Entries from a dataset
--- START ---

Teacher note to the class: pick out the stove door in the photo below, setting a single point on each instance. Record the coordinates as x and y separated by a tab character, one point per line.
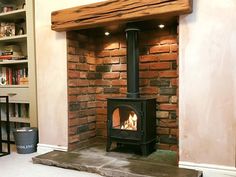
126	123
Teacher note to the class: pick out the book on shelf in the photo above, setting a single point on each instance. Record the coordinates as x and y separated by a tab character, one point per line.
11	52
17	110
13	76
7	29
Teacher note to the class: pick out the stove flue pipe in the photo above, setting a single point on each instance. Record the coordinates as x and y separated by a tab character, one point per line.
132	62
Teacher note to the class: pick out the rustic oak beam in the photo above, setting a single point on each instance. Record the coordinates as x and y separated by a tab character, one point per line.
116	11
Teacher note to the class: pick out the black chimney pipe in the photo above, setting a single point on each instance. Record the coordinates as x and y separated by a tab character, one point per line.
132	62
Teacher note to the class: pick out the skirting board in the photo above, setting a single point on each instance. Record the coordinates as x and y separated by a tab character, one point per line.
44	148
213	169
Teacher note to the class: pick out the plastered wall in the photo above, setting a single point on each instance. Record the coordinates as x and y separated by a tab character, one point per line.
207	57
52	73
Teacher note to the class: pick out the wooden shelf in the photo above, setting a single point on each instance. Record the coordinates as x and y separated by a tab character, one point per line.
6	62
18	119
13	15
14	86
17	38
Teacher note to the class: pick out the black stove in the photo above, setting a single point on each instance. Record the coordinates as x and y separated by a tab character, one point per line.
132	120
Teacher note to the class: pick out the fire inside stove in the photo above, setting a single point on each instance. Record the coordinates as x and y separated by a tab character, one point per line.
124	118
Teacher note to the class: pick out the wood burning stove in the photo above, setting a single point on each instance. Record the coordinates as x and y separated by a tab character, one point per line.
132	120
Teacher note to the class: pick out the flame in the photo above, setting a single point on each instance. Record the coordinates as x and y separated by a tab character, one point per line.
131	123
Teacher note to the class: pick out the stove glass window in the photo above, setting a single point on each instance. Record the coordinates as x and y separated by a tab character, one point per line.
124	118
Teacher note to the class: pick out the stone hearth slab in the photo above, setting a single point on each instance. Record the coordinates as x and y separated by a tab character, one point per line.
112	164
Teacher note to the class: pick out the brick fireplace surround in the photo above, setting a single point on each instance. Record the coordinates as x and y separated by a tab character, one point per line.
97	71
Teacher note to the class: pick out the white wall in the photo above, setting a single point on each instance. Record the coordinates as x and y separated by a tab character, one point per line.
207	73
52	74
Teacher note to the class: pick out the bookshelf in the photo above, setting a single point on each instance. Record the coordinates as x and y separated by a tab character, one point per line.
17	63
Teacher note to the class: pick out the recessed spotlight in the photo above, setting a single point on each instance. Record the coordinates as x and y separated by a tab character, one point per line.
107	33
161	26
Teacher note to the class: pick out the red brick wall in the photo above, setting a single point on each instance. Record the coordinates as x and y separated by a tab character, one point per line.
97	70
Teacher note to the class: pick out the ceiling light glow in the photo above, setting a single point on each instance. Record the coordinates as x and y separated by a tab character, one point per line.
107	33
161	26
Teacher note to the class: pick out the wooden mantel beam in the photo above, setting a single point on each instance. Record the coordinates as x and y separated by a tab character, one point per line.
116	11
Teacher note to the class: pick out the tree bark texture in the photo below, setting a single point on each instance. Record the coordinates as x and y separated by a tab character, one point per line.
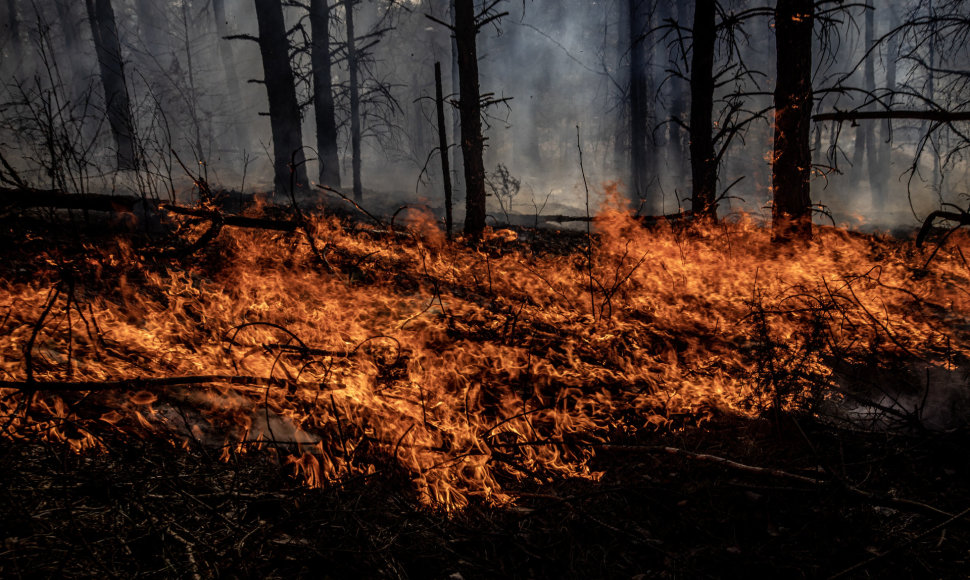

--- END ---

== YOUR INSTRUCTIONS ==
Pull out every line in the records above that contains the word "stove". Matching is case-sensitive.

== FINAL ANSWER ==
Teacher note to the class: pick out the stove door in the photo below, setting a single point on each instance. Record the coordinates as x and y separated by a tab character, one point per line.
Teacher note to the class: pick out the stove flue pipe in the photo above, setting a single point on each instance. Record the coordinates as x and y separated by a tab character, one point per line.
Teacher note to the class: pick out the black stove in the photo above, setting a single point on each instance. Record the coordinates as x and y separated by a tab character, one point per line.
Teacher note to the class: pick out the fire inside stove in the photo above, setting a single point on each instance. Record the coordinates as x and y separated by a tab character, one point per line.
Teacher note to the class: pick out the wood burning stove in the photo above, setting a single point on each instance. Record the coordinates as x and y separated by a tab character, one point per line.
Teacher note to the class: pick out the stove glass window in the photo above, setting a single point on each instance. Record the coordinates as x and y separated by a tab character, one point per line.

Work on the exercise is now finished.